▶ **RUMUSAN SOAL 1**: Berdasarkan teks tentang pelantikan Direktur Utama PDPA, jelaskan mengapa pelantikan Muhsin dinilai tidak akan mampu memperbaiki manajemen PDPA.

---------- TEKS BACAAN ----------

GUBERNUR Aceh Zaini Abdullah melantik Muhsin SE, MM menjadi Direktur Utama Perusahaan Daerah Pembangunan Aceh (PDPA), Senin 9 November 2015 lalu. Namun pelantikan ini dinilai tidak akan mampu memperbaiki manajemen PDPA.
Pasalnya, kebijakan tersebut bertentangan dengan keputusan PTTUN terkait gugatan Syukri Ibrahim yang sudah inkrah atau berkekuatan hukum tetap.
PDPA di bawah kendali Muhsin SE, MM juga dikhawatirkan tak akan bisa berbuat banyak, seperti halnya saat Dirut PDPA dikendalikan oleh Nasruddin Daud, serta Sayed Fakhry.

---------- CATATAN TERSEDIA ----------

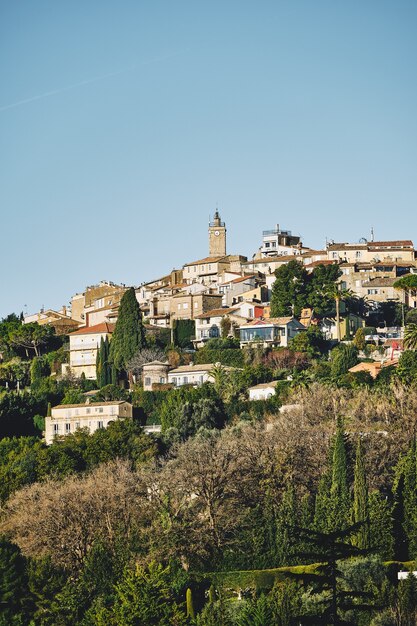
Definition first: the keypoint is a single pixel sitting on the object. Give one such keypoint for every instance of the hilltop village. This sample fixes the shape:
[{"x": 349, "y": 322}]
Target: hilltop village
[{"x": 230, "y": 443}]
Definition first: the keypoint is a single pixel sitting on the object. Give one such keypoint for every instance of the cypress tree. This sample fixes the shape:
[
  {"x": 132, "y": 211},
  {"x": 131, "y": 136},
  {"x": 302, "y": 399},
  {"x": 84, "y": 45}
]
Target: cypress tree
[
  {"x": 332, "y": 507},
  {"x": 107, "y": 367},
  {"x": 190, "y": 605},
  {"x": 129, "y": 334},
  {"x": 410, "y": 497},
  {"x": 339, "y": 490},
  {"x": 400, "y": 537},
  {"x": 99, "y": 363},
  {"x": 360, "y": 500},
  {"x": 405, "y": 507}
]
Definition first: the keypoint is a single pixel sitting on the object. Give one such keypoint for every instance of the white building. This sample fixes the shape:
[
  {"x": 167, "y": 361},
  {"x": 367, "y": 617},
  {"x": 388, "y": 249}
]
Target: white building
[
  {"x": 67, "y": 418},
  {"x": 84, "y": 344},
  {"x": 263, "y": 391},
  {"x": 275, "y": 331},
  {"x": 193, "y": 374}
]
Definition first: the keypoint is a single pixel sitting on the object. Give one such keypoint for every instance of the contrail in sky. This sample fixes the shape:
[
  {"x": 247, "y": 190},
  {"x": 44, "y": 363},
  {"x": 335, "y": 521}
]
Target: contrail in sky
[{"x": 88, "y": 81}]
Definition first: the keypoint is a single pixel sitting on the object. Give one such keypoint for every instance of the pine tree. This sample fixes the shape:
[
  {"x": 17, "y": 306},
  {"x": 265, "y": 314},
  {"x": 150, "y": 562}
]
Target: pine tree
[
  {"x": 129, "y": 333},
  {"x": 360, "y": 500}
]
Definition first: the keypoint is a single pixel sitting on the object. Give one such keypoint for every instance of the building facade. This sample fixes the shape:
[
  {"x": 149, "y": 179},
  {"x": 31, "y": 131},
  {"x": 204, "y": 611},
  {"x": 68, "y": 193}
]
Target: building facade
[{"x": 68, "y": 418}]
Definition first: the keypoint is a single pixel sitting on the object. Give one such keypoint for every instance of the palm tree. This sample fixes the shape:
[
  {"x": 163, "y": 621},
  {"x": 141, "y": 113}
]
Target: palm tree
[
  {"x": 337, "y": 293},
  {"x": 410, "y": 337}
]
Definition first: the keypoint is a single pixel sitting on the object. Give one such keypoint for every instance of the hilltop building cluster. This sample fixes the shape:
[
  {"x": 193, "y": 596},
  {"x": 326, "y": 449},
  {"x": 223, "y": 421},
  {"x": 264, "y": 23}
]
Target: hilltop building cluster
[{"x": 224, "y": 285}]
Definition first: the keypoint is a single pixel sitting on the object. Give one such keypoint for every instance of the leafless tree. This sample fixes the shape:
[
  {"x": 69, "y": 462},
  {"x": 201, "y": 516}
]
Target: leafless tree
[{"x": 62, "y": 519}]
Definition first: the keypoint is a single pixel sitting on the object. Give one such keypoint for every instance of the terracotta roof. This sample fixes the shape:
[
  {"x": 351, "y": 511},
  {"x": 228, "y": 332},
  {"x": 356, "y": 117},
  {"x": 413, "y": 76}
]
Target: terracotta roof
[
  {"x": 87, "y": 404},
  {"x": 264, "y": 385},
  {"x": 243, "y": 278},
  {"x": 405, "y": 243},
  {"x": 323, "y": 262},
  {"x": 204, "y": 367},
  {"x": 216, "y": 313},
  {"x": 373, "y": 368},
  {"x": 104, "y": 327},
  {"x": 209, "y": 259},
  {"x": 384, "y": 281},
  {"x": 270, "y": 321}
]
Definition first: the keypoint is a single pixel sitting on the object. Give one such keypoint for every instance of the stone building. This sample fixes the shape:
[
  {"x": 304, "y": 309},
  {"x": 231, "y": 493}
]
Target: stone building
[
  {"x": 67, "y": 418},
  {"x": 154, "y": 373}
]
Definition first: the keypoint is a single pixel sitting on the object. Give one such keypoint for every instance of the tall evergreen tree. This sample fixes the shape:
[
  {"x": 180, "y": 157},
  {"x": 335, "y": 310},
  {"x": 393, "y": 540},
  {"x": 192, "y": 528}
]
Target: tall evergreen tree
[
  {"x": 129, "y": 333},
  {"x": 289, "y": 291},
  {"x": 360, "y": 500},
  {"x": 406, "y": 490},
  {"x": 339, "y": 490},
  {"x": 332, "y": 510}
]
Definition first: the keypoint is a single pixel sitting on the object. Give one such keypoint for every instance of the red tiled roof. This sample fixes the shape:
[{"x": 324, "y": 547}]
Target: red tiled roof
[
  {"x": 383, "y": 244},
  {"x": 104, "y": 327},
  {"x": 216, "y": 313},
  {"x": 209, "y": 259}
]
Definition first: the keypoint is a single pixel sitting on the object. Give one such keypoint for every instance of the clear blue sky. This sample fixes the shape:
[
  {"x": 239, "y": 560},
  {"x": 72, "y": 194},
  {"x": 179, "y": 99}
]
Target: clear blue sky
[{"x": 123, "y": 123}]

----------

▶ **RUMUSAN SOAL 2**: Dalam catatan, salin ulang baris mulai dari yang memuat "of the clear" hingga akhir catatan. Ganti "sample" menjadi "template" dan biarkan bagian lain tetap sama.

▶ **JAWABAN LENGKAP 1**: Kebijakan pelantikan itu bertentangan dengan keputusan PTTUN terkait gugatan Syukri Ibrahim. Keputusan tersebut sudah inkrah atau berkekuatan hukum tetap.

▶ **JAWABAN LENGKAP 2**:
Definition first: the keypoint is a single pixel sitting on the object. Give one such keypoint for every instance of the clear blue sky. This template fixes the shape:
[
  {"x": 239, "y": 560},
  {"x": 72, "y": 194},
  {"x": 179, "y": 99}
]
Target: clear blue sky
[{"x": 123, "y": 123}]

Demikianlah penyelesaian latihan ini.